Input for this task =
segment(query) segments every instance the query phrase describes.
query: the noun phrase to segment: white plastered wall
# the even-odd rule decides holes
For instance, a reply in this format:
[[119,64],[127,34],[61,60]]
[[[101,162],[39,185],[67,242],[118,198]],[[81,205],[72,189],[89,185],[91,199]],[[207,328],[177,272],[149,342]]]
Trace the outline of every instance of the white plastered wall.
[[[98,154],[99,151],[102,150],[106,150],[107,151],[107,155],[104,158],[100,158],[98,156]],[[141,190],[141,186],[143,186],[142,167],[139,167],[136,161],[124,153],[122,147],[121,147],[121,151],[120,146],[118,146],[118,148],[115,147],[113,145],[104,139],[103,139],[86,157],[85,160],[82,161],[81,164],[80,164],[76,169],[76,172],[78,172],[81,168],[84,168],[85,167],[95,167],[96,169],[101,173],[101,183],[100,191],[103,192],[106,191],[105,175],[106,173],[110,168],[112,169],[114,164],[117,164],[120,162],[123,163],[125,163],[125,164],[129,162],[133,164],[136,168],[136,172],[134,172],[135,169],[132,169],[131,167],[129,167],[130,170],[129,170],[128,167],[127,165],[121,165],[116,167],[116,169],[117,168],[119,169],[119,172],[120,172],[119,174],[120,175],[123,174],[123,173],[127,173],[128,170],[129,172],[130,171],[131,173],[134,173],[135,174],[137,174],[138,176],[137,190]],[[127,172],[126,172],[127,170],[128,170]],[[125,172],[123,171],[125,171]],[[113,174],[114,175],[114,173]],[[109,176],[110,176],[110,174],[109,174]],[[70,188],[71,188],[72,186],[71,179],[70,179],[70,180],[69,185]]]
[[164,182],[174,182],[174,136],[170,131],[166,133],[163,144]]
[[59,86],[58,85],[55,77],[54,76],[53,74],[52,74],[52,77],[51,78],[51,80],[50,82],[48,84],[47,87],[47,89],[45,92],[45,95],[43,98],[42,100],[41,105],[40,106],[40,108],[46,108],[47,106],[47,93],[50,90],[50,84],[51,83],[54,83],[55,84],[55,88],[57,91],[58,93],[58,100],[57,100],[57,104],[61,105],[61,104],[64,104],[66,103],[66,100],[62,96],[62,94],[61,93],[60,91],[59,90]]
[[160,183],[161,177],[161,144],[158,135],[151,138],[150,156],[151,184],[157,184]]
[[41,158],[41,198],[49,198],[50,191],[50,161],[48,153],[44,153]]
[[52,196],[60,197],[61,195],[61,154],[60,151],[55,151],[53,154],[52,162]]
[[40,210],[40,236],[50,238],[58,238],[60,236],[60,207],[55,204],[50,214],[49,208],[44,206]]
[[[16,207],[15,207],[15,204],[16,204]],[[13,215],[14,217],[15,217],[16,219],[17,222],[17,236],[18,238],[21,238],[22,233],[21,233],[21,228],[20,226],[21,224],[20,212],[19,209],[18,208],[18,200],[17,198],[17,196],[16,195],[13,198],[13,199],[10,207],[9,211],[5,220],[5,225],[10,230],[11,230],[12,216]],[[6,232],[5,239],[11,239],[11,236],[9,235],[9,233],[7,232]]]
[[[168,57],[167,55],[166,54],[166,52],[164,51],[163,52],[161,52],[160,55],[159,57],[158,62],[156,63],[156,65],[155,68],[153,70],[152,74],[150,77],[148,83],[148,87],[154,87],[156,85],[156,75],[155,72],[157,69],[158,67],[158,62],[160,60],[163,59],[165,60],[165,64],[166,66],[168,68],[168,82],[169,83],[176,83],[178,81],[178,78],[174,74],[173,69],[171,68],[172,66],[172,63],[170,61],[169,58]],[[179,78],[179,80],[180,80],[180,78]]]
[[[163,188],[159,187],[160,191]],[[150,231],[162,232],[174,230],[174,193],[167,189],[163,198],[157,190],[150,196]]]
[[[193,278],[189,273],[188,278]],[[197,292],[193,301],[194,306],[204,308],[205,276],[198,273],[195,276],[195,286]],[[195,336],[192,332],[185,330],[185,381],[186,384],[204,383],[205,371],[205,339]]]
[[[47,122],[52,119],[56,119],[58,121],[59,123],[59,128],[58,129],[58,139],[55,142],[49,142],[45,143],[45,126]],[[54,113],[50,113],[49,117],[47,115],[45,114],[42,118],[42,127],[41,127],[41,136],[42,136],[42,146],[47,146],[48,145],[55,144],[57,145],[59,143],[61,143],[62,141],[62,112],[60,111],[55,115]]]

Instructions for the task = Copy all the lines above, keeping every character unchanged.

Final result =
segment(query) segments every instance the query phrase describes.
query: the noun phrase to segment: white plastered wall
# the even-odd rule decides holes
For instance, a reply in this format:
[[119,64],[127,34],[61,60]]
[[[101,162],[39,185],[67,242],[118,198]],[[81,205],[72,189],[89,185],[91,199]],[[207,328],[177,272],[149,342]]]
Trace the outline of every instance of the white plastered wall.
[[[98,154],[99,151],[102,150],[106,150],[107,151],[107,155],[104,158],[100,158],[98,156]],[[141,190],[141,186],[143,186],[142,167],[139,167],[136,161],[124,153],[122,147],[121,147],[121,151],[120,146],[118,146],[118,148],[115,147],[113,145],[104,139],[103,139],[86,157],[85,160],[82,161],[81,164],[80,164],[76,169],[76,172],[78,172],[81,168],[84,168],[85,167],[95,167],[96,169],[101,173],[101,183],[100,191],[103,192],[106,191],[105,175],[106,173],[110,168],[112,169],[114,164],[117,164],[120,162],[123,163],[125,163],[125,164],[129,162],[133,164],[136,168],[136,172],[134,172],[135,169],[132,169],[131,167],[129,167],[130,170],[129,170],[128,167],[127,165],[121,165],[116,167],[116,169],[117,168],[119,169],[119,172],[120,172],[119,174],[120,175],[123,174],[123,173],[127,173],[128,170],[129,172],[130,171],[131,173],[134,173],[135,174],[137,174],[138,176],[137,190]],[[127,172],[126,172],[127,170],[128,170]],[[125,172],[123,171],[125,171]],[[113,174],[114,175],[114,173]],[[109,176],[110,176],[110,174],[109,174]],[[70,188],[71,188],[72,186],[71,179],[70,179],[70,180],[69,185]]]
[[164,182],[174,182],[174,136],[170,131],[166,133],[163,144]]
[[59,86],[58,85],[55,77],[54,76],[53,74],[52,74],[52,77],[51,78],[51,80],[50,82],[48,84],[47,87],[47,89],[45,92],[45,95],[43,98],[42,100],[41,105],[40,106],[40,108],[46,108],[47,106],[47,93],[50,90],[50,84],[51,83],[54,83],[55,84],[55,88],[57,91],[58,93],[58,100],[57,100],[57,104],[61,105],[61,104],[64,104],[66,103],[66,100],[62,96],[62,94],[61,93],[60,91],[59,90]]
[[160,183],[161,177],[161,144],[158,135],[151,138],[150,156],[151,184],[157,184]]
[[41,158],[41,198],[49,198],[50,191],[50,161],[48,153],[44,153]]
[[52,196],[60,197],[61,195],[61,154],[60,151],[55,151],[53,154],[52,162]]
[[40,210],[40,236],[50,238],[58,238],[60,236],[60,207],[55,204],[50,214],[49,208],[44,206]]
[[[16,207],[15,207],[15,204],[16,204]],[[13,215],[14,217],[15,217],[16,219],[17,222],[17,236],[18,238],[21,238],[22,233],[21,233],[21,228],[20,226],[21,224],[20,212],[19,209],[18,208],[18,200],[17,198],[17,196],[16,195],[13,198],[13,199],[10,207],[9,211],[5,220],[5,225],[10,230],[11,230],[12,216]],[[6,232],[5,239],[11,239],[11,236],[9,235],[9,233],[7,232]]]
[[[168,57],[167,55],[166,54],[166,52],[164,51],[163,52],[161,52],[160,55],[159,57],[158,62],[156,63],[156,65],[155,68],[153,70],[152,74],[150,77],[148,83],[148,87],[154,87],[156,85],[156,75],[155,72],[157,69],[158,67],[158,62],[160,60],[163,59],[165,60],[165,64],[166,66],[168,68],[168,82],[169,83],[176,83],[178,81],[178,78],[174,74],[173,69],[171,68],[172,66],[172,63],[170,61],[169,58]],[[179,78],[179,80],[180,80],[180,78]]]
[[[163,188],[159,187],[160,191]],[[150,231],[162,232],[174,230],[174,193],[167,189],[163,198],[157,190],[150,196]]]
[[[193,278],[189,273],[188,278]],[[197,292],[193,301],[194,306],[204,308],[205,276],[198,273],[195,276],[195,286]],[[195,336],[192,332],[185,330],[185,381],[186,384],[204,383],[205,371],[205,339]]]
[[[47,122],[52,119],[56,119],[58,121],[59,123],[59,128],[58,129],[58,139],[55,142],[49,142],[45,143],[45,126]],[[54,113],[50,113],[49,117],[47,115],[45,114],[42,118],[42,127],[41,127],[41,136],[42,136],[42,146],[47,146],[48,145],[55,144],[57,145],[59,143],[61,143],[62,141],[62,112],[60,111],[55,115]]]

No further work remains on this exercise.